| Written request |
Transcribe every line exactly and omit anything that is a picture.

| Supplied material |
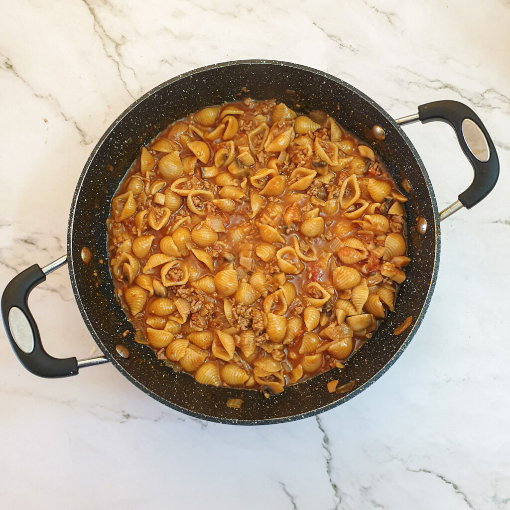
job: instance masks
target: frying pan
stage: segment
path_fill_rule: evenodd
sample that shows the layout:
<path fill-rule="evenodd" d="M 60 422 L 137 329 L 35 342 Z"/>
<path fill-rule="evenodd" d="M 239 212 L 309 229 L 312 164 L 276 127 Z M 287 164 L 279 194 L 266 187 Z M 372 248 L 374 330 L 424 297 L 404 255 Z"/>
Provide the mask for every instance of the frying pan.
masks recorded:
<path fill-rule="evenodd" d="M 116 300 L 107 250 L 105 222 L 110 202 L 140 147 L 175 120 L 210 105 L 245 96 L 274 98 L 304 113 L 321 110 L 363 140 L 386 163 L 397 183 L 406 178 L 409 255 L 407 279 L 398 293 L 394 312 L 346 364 L 266 398 L 250 390 L 217 388 L 175 373 L 158 361 L 147 346 L 136 343 L 134 328 Z M 455 130 L 474 177 L 458 199 L 441 213 L 423 164 L 399 124 L 432 120 Z M 92 151 L 74 192 L 67 231 L 67 253 L 40 268 L 35 265 L 16 276 L 2 298 L 7 336 L 24 367 L 37 375 L 74 375 L 82 368 L 110 362 L 134 385 L 160 402 L 192 416 L 223 423 L 255 425 L 290 421 L 339 405 L 373 384 L 402 354 L 421 323 L 438 273 L 439 222 L 464 207 L 472 207 L 494 188 L 499 165 L 494 144 L 478 116 L 454 101 L 423 105 L 417 113 L 394 120 L 380 106 L 351 85 L 335 76 L 295 64 L 269 60 L 225 62 L 180 75 L 147 92 L 112 124 Z M 91 253 L 86 264 L 84 247 Z M 74 297 L 89 330 L 104 355 L 77 361 L 58 359 L 46 352 L 27 304 L 30 292 L 67 262 Z M 394 330 L 409 316 L 411 327 Z M 127 336 L 123 336 L 126 331 Z M 126 347 L 122 357 L 116 348 Z M 122 349 L 120 352 L 122 352 Z M 330 393 L 327 383 L 338 379 L 350 391 Z M 353 381 L 353 382 L 351 382 Z M 239 409 L 226 406 L 241 398 Z"/>

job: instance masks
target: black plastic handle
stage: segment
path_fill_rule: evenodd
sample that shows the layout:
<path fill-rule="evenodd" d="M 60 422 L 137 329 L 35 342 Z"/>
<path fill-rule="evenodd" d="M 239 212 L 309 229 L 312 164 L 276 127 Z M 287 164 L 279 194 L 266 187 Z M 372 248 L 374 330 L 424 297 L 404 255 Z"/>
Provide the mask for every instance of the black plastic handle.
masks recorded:
<path fill-rule="evenodd" d="M 12 348 L 25 368 L 33 374 L 42 377 L 65 377 L 75 375 L 78 365 L 75 358 L 59 359 L 50 356 L 44 350 L 41 342 L 39 328 L 28 307 L 28 297 L 32 289 L 46 279 L 46 275 L 37 264 L 16 275 L 5 288 L 2 296 L 2 316 L 7 336 Z M 16 309 L 17 309 L 16 310 Z M 22 313 L 23 316 L 20 315 Z M 16 322 L 11 319 L 17 316 L 18 320 L 26 320 L 23 325 L 29 327 L 32 335 L 33 348 L 30 352 L 21 349 L 16 342 L 15 335 L 20 337 L 27 329 L 22 331 L 22 326 L 18 325 L 18 330 L 13 332 Z M 14 326 L 14 329 L 16 326 Z M 14 334 L 13 334 L 13 333 Z M 18 338 L 18 340 L 19 338 Z"/>
<path fill-rule="evenodd" d="M 469 107 L 458 101 L 435 101 L 422 105 L 418 109 L 420 120 L 423 123 L 442 120 L 455 130 L 461 148 L 469 160 L 474 172 L 473 182 L 458 195 L 458 199 L 467 209 L 476 206 L 492 191 L 499 176 L 499 161 L 496 147 L 483 123 Z M 466 143 L 462 130 L 462 123 L 466 119 L 472 120 L 485 137 L 489 147 L 489 159 L 487 161 L 480 161 Z"/>

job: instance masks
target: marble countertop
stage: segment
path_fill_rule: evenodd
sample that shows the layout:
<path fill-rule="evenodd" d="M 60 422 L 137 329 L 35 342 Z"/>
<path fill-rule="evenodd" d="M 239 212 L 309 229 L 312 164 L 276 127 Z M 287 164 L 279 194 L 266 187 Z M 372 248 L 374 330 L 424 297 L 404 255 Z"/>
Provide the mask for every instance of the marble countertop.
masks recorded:
<path fill-rule="evenodd" d="M 508 0 L 479 8 L 460 0 L 0 5 L 2 288 L 64 253 L 76 181 L 114 119 L 159 83 L 214 62 L 309 65 L 396 117 L 462 101 L 485 122 L 502 170 L 487 199 L 442 224 L 434 296 L 400 359 L 316 417 L 251 427 L 201 421 L 109 365 L 38 378 L 2 332 L 0 506 L 510 508 Z M 472 178 L 453 132 L 439 123 L 405 131 L 446 207 Z M 54 355 L 97 352 L 65 268 L 30 302 Z"/>

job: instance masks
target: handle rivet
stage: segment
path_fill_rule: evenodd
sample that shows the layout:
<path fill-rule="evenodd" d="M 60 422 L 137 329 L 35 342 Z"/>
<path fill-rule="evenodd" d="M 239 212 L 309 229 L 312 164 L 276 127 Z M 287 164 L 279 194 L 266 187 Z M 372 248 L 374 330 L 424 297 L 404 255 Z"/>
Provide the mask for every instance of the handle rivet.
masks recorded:
<path fill-rule="evenodd" d="M 129 351 L 125 346 L 122 345 L 121 344 L 117 344 L 115 346 L 115 350 L 122 358 L 129 358 Z"/>
<path fill-rule="evenodd" d="M 386 138 L 386 133 L 382 128 L 376 124 L 372 128 L 372 131 L 377 140 L 384 140 Z"/>
<path fill-rule="evenodd" d="M 422 216 L 416 218 L 416 231 L 422 236 L 427 232 L 427 220 Z"/>

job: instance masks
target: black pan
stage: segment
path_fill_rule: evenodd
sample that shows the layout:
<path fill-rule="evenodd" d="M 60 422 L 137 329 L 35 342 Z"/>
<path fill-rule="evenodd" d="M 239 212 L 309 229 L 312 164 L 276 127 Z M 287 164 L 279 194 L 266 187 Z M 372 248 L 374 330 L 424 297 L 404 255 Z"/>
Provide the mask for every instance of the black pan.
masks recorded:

| Reply to the task |
job: instance masks
target: frying pan
stage: segment
path_fill_rule: evenodd
sample that shows the layout:
<path fill-rule="evenodd" d="M 60 422 L 137 329 L 35 342 Z"/>
<path fill-rule="evenodd" d="M 239 212 L 309 229 L 312 164 L 276 127 Z M 287 164 L 279 194 L 266 187 Z M 372 248 L 374 330 L 424 297 L 404 255 Z"/>
Provide the mask for every instance of the frying pan.
masks recorded:
<path fill-rule="evenodd" d="M 116 300 L 107 250 L 105 222 L 110 202 L 140 147 L 175 120 L 210 105 L 245 96 L 274 98 L 304 113 L 321 110 L 363 140 L 386 163 L 397 183 L 406 178 L 409 255 L 407 279 L 398 293 L 394 312 L 346 364 L 266 398 L 250 390 L 217 388 L 175 373 L 158 361 L 147 346 L 136 343 L 134 328 Z M 455 130 L 474 177 L 458 199 L 441 213 L 423 164 L 399 124 L 432 120 Z M 92 151 L 74 192 L 67 231 L 67 253 L 40 268 L 35 265 L 16 276 L 2 298 L 7 336 L 24 367 L 37 375 L 74 375 L 82 368 L 110 362 L 134 385 L 160 402 L 192 416 L 223 423 L 255 425 L 290 421 L 339 405 L 373 384 L 402 354 L 421 323 L 438 273 L 439 222 L 464 207 L 472 207 L 494 188 L 499 165 L 494 144 L 478 116 L 454 101 L 423 105 L 417 113 L 394 120 L 380 106 L 351 85 L 335 76 L 295 64 L 269 60 L 225 62 L 180 75 L 147 92 L 112 124 Z M 91 253 L 86 264 L 84 247 Z M 74 297 L 89 330 L 104 355 L 77 361 L 58 359 L 46 352 L 27 304 L 30 292 L 67 262 Z M 394 330 L 409 316 L 411 327 Z M 127 336 L 123 336 L 126 331 Z M 126 347 L 122 357 L 116 348 Z M 122 349 L 120 352 L 122 352 Z M 330 393 L 327 383 L 338 379 L 350 391 Z M 353 381 L 353 382 L 351 382 Z M 239 409 L 226 406 L 241 398 Z"/>

job: instance masks
target: black plastic handle
stage: segment
path_fill_rule: evenodd
sample that shows the layout:
<path fill-rule="evenodd" d="M 60 422 L 137 329 L 35 342 Z"/>
<path fill-rule="evenodd" d="M 239 212 L 309 229 L 312 164 L 276 127 Z M 287 164 L 279 194 L 266 187 Z M 372 248 L 374 330 L 424 297 L 404 255 Z"/>
Provide the mask for every instance of the black plastic handle.
masks recorded:
<path fill-rule="evenodd" d="M 12 348 L 25 368 L 33 374 L 42 377 L 65 377 L 75 375 L 78 365 L 75 358 L 59 359 L 50 356 L 44 350 L 41 342 L 39 328 L 28 307 L 28 297 L 32 289 L 46 279 L 46 275 L 37 264 L 16 275 L 5 288 L 2 296 L 2 316 L 7 336 Z M 16 309 L 17 309 L 16 310 Z M 22 313 L 23 316 L 20 315 Z M 16 322 L 11 319 L 17 316 L 18 320 L 26 320 L 23 325 L 29 327 L 32 335 L 33 348 L 30 352 L 21 349 L 16 342 L 15 335 L 20 337 L 27 329 L 22 331 L 22 326 L 18 325 L 18 330 L 13 332 Z M 14 326 L 14 329 L 16 326 Z M 14 334 L 13 334 L 13 333 Z M 18 338 L 18 340 L 19 338 Z"/>
<path fill-rule="evenodd" d="M 469 107 L 458 101 L 435 101 L 422 105 L 418 109 L 420 120 L 423 123 L 442 120 L 455 130 L 461 148 L 469 160 L 474 172 L 473 182 L 458 195 L 458 199 L 467 209 L 476 206 L 492 191 L 499 176 L 499 161 L 496 147 L 483 123 Z M 466 143 L 462 130 L 462 123 L 466 119 L 472 120 L 485 137 L 489 147 L 489 159 L 487 161 L 480 161 Z"/>

job: instance masks
target: marble countertop
stage: segment
path_fill_rule: evenodd
sample that shows the layout:
<path fill-rule="evenodd" d="M 60 422 L 137 329 L 35 342 Z"/>
<path fill-rule="evenodd" d="M 239 212 L 309 229 L 312 164 L 276 127 Z M 287 164 L 279 194 L 266 187 Z M 372 248 L 374 330 L 424 297 L 404 255 Z"/>
Provide the mask for every instance of the marble countertop.
masks recorded:
<path fill-rule="evenodd" d="M 508 0 L 479 8 L 460 0 L 0 5 L 2 288 L 64 253 L 76 181 L 114 119 L 159 83 L 214 62 L 309 65 L 396 117 L 462 101 L 485 122 L 502 170 L 487 199 L 442 224 L 434 296 L 400 359 L 316 417 L 251 427 L 201 421 L 109 365 L 38 378 L 2 332 L 0 506 L 510 508 Z M 472 178 L 453 132 L 439 123 L 405 131 L 446 207 Z M 54 355 L 97 352 L 65 268 L 30 302 Z"/>

job: instance masks
target: handle rivet
stage: segment
path_fill_rule: evenodd
sample that shows the layout:
<path fill-rule="evenodd" d="M 60 422 L 137 329 L 35 342 Z"/>
<path fill-rule="evenodd" d="M 239 212 L 309 229 L 312 164 L 276 127 Z M 287 164 L 279 194 L 266 187 Z M 372 248 L 374 330 L 424 297 L 404 255 Z"/>
Provide the mask for every instance of the handle rivet.
masks recorded:
<path fill-rule="evenodd" d="M 129 351 L 125 346 L 122 345 L 121 344 L 117 344 L 115 346 L 115 350 L 122 358 L 129 358 Z"/>
<path fill-rule="evenodd" d="M 386 138 L 386 133 L 382 128 L 376 124 L 372 128 L 372 131 L 377 140 L 384 140 Z"/>
<path fill-rule="evenodd" d="M 422 216 L 416 218 L 416 231 L 422 236 L 427 232 L 427 220 Z"/>

job: instance masks
target: black pan
stage: segment
path_fill_rule: evenodd
sample that shows the layout:
<path fill-rule="evenodd" d="M 60 422 L 137 329 L 35 342 Z"/>
<path fill-rule="evenodd" d="M 239 212 L 309 229 L 312 164 L 276 127 Z M 287 164 L 279 194 L 266 187 Z M 372 248 L 374 330 L 424 297 L 404 255 Z"/>
Provide the mask for every instance of the black pan.
masks recorded:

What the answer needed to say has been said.